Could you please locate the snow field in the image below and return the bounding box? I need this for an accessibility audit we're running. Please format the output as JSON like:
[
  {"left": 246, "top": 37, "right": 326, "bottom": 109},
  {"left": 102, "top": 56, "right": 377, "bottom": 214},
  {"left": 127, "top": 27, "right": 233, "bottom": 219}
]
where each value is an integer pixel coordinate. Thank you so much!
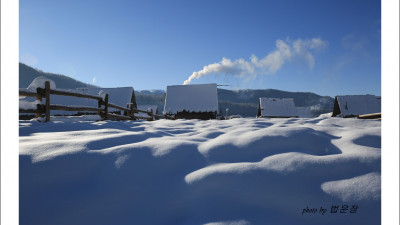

* * * *

Required work: Print the listing exactly. No pictures belong in the copy.

Solution below:
Could you please locate the snow field in the image below and return the bounding box? I need this for an accessibility audit we're running. Please format the output as JSON like:
[
  {"left": 246, "top": 37, "right": 326, "bottom": 109},
  {"left": 102, "top": 56, "right": 377, "bottom": 214},
  {"left": 127, "top": 27, "right": 233, "bottom": 219}
]
where each value is an integer pixel coordinate. Thank you so much!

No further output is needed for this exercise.